*** Opening of DATASET CONTENT ***

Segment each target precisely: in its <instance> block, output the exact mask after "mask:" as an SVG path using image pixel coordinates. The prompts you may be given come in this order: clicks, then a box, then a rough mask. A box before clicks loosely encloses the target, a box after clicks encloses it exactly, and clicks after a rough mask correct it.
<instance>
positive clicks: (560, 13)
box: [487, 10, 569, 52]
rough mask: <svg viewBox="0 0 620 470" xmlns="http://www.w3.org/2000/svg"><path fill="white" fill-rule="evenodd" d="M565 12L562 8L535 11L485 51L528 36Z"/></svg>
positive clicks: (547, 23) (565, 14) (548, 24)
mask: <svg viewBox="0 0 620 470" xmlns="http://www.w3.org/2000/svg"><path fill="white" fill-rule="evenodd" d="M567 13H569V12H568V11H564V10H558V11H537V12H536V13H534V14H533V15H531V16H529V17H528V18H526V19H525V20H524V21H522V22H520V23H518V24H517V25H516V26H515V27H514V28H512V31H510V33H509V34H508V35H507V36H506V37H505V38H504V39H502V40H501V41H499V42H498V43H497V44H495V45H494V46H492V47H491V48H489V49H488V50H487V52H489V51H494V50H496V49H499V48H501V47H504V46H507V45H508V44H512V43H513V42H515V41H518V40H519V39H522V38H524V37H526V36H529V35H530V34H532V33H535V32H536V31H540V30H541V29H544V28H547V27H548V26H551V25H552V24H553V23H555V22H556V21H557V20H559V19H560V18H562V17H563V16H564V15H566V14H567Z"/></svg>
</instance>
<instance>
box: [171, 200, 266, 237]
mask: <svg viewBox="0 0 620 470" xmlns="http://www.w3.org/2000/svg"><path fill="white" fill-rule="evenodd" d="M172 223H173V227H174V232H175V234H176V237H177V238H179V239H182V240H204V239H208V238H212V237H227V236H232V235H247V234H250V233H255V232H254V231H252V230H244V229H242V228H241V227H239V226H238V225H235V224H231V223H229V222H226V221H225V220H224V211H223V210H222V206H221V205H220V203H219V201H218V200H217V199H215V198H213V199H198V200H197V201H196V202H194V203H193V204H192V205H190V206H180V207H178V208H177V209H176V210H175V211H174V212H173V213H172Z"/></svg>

*** Close of DATASET CONTENT ***

* **WORK INSTRUCTION**:
Reproduce all of the rows above, changing every occurrence of "rough" to "coarse" and keeping everything else the same.

* **ANSWER BELOW**:
Segment each target precisely: in its <instance> block, output the exact mask after "mask:" as an SVG path using image pixel coordinates. The prompts you may be given come in this order: clicks, then a box, then a coarse mask. A box before clicks loosely encloses the target, a box after clicks encloses it exactly, and clicks after a coarse mask correct it.
<instance>
positive clicks: (560, 13)
box: [487, 10, 569, 52]
coarse mask: <svg viewBox="0 0 620 470" xmlns="http://www.w3.org/2000/svg"><path fill="white" fill-rule="evenodd" d="M565 12L562 8L535 11L485 51L528 36Z"/></svg>
positive clicks: (547, 23) (565, 14) (548, 24)
mask: <svg viewBox="0 0 620 470" xmlns="http://www.w3.org/2000/svg"><path fill="white" fill-rule="evenodd" d="M567 13H569V12H568V11H564V10H558V11H537V12H536V13H534V14H533V15H531V16H529V17H528V18H526V19H525V20H524V21H522V22H520V23H518V24H517V25H516V26H515V27H514V28H512V31H510V33H509V34H508V35H507V36H506V37H505V38H504V39H502V40H501V41H499V42H498V43H497V44H495V45H494V46H492V47H491V48H489V49H488V50H487V52H489V51H494V50H496V49H499V48H501V47H504V46H507V45H508V44H512V43H513V42H515V41H518V40H519V39H522V38H524V37H526V36H529V35H530V34H532V33H535V32H536V31H540V30H541V29H544V28H547V27H548V26H551V25H552V24H553V23H555V22H556V21H557V20H559V19H560V18H562V17H563V16H564V15H566V14H567Z"/></svg>
</instance>
<instance>
box: [171, 200, 266, 237]
mask: <svg viewBox="0 0 620 470" xmlns="http://www.w3.org/2000/svg"><path fill="white" fill-rule="evenodd" d="M172 223H173V227H174V232H175V234H176V237H177V238H179V239H182V240H204V239H208V238H212V237H227V236H232V235H247V234H250V233H255V232H254V231H252V230H244V229H242V228H241V227H239V226H238V225H235V224H231V223H229V222H226V221H225V220H224V211H223V210H222V206H221V205H220V203H219V201H218V200H217V199H215V198H213V199H198V200H197V201H196V202H194V203H193V204H192V205H190V206H180V207H178V208H177V209H176V210H175V211H174V212H173V213H172Z"/></svg>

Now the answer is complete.